◆ WHAT IS NEEDED
Copy the records starting at the line containing "Task: pointing. Mark each instance of the porch floor" and ending with the final line of the records, substituting "Result" for every occurrence of "Output" and leaving all else unchanged. Omit the pictures from your copy.

◆ SOURCE RECORDS
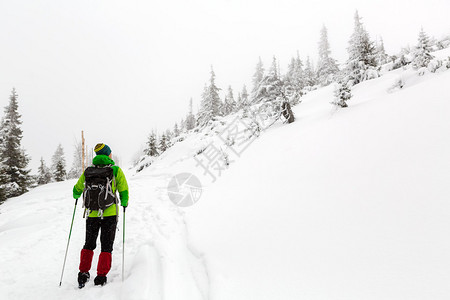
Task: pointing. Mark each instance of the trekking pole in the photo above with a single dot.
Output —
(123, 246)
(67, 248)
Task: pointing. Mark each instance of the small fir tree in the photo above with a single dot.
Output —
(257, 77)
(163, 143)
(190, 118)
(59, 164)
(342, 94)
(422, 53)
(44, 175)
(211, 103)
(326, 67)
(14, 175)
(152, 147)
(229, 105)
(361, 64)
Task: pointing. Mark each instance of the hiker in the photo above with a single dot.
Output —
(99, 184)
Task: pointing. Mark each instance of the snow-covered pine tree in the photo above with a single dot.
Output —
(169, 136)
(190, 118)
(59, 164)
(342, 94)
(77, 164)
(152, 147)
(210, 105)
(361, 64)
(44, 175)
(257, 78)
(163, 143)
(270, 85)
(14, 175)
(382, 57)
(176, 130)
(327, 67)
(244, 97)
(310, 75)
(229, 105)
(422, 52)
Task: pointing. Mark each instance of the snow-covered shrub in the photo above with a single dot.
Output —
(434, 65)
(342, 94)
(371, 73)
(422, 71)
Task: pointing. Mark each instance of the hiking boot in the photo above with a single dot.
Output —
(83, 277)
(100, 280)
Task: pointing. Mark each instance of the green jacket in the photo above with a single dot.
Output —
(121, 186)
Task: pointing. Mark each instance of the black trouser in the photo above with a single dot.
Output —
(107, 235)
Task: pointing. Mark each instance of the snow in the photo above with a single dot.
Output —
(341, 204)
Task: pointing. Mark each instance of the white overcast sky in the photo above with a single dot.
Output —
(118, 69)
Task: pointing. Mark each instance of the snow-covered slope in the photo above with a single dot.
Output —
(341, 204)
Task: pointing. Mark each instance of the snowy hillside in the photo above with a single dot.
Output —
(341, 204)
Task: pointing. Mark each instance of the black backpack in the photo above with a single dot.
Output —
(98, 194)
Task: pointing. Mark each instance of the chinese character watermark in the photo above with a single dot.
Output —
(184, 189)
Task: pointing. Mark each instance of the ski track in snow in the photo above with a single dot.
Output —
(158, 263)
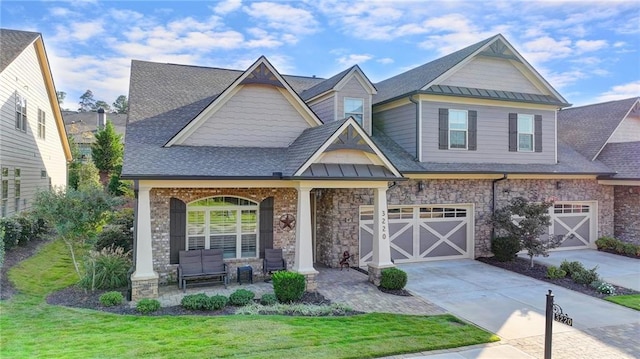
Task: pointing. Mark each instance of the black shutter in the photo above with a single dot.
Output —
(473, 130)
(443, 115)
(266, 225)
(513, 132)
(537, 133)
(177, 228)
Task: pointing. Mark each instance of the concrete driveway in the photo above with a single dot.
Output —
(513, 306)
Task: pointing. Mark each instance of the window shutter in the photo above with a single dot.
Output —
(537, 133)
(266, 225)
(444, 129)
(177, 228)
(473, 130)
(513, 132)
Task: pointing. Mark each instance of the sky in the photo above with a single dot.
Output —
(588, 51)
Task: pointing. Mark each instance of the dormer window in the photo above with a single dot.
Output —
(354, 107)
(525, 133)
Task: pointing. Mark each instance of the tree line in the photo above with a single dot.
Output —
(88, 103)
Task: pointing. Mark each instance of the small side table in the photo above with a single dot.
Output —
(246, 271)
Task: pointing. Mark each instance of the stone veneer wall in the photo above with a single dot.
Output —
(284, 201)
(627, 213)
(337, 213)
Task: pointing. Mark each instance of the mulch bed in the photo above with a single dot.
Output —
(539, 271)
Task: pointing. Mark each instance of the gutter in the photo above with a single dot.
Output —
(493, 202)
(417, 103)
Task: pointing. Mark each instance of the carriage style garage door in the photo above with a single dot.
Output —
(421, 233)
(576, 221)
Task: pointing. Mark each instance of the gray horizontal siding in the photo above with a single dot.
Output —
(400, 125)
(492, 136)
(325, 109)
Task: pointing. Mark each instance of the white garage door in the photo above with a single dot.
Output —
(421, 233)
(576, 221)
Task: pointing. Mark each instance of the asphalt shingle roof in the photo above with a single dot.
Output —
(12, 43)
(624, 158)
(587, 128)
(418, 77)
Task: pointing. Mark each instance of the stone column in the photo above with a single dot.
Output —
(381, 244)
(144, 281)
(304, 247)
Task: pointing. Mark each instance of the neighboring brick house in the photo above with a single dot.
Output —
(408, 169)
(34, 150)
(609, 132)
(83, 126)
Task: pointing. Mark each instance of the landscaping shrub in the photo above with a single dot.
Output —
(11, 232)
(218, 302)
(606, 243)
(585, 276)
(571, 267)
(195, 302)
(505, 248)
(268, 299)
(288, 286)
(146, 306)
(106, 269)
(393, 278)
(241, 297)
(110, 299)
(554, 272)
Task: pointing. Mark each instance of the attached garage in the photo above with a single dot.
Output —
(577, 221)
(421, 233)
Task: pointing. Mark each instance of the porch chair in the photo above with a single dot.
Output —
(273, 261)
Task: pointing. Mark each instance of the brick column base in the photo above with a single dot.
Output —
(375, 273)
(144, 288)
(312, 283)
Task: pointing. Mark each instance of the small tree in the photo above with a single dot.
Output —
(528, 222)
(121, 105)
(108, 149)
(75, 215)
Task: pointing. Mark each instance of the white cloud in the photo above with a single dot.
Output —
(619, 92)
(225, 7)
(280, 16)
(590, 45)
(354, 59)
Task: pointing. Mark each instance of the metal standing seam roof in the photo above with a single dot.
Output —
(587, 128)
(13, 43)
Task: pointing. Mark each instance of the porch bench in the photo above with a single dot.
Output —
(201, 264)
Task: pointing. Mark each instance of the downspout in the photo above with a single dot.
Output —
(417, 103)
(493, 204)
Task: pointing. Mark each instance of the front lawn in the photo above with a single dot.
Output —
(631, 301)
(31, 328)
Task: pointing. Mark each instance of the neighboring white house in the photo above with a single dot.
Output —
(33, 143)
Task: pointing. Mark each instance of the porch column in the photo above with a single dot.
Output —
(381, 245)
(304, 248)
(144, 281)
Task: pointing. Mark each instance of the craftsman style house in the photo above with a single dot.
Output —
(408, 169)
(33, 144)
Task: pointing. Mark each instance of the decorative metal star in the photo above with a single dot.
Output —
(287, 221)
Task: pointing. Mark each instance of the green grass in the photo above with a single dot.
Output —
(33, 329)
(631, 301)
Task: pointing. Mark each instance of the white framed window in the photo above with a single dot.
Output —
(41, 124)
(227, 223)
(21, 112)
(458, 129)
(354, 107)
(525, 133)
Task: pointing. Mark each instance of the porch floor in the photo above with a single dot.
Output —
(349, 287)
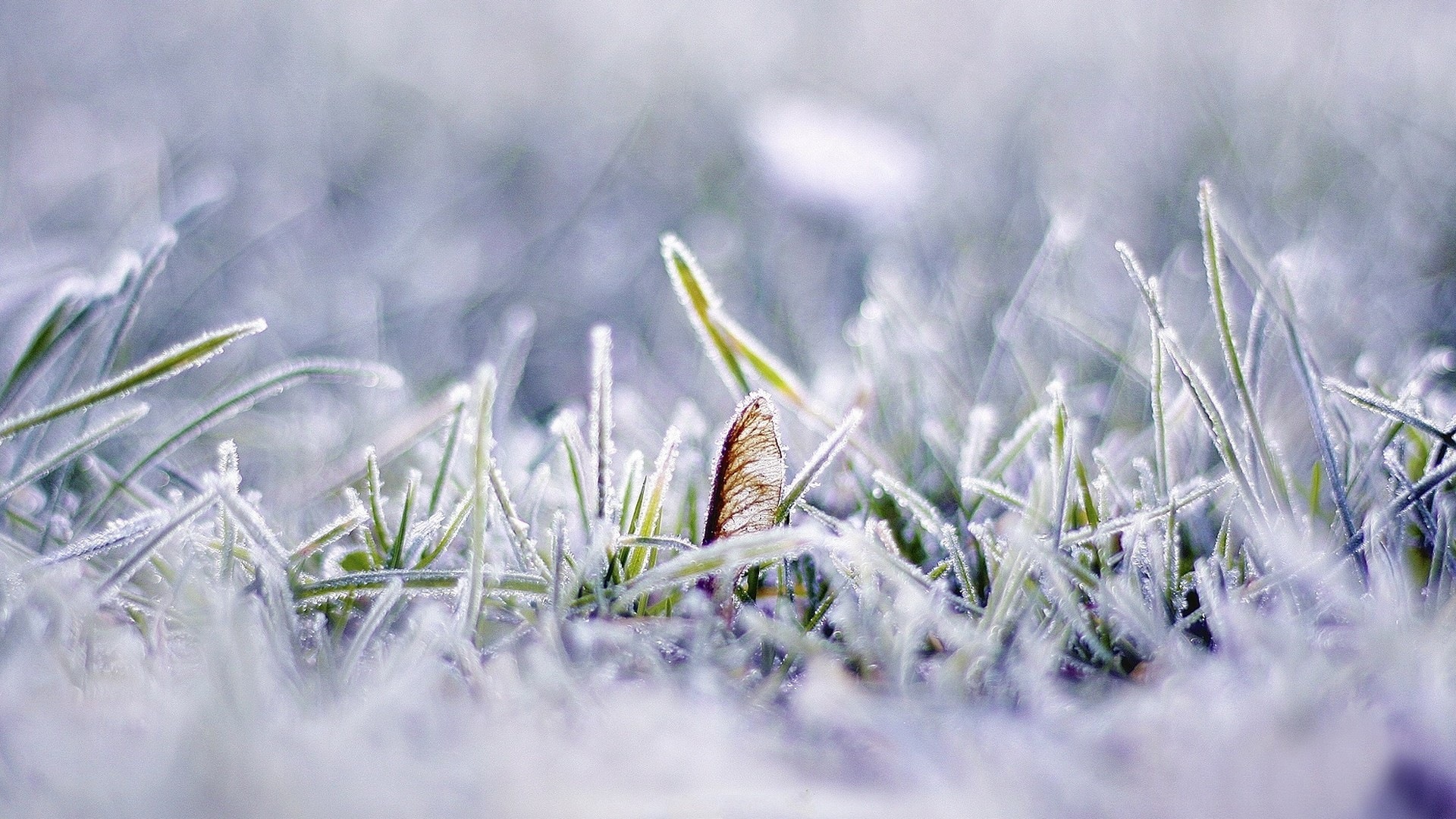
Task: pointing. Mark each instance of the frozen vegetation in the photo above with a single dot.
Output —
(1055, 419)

◆ WRITTEN ANSWER
Task: pointing. Mark each instance of the porch floor in the photo above with a single dot.
Result —
(349, 287)
Task: pointing. Mark each instance of the frozen vegetation in the photo above with a single dot.
Result —
(1055, 419)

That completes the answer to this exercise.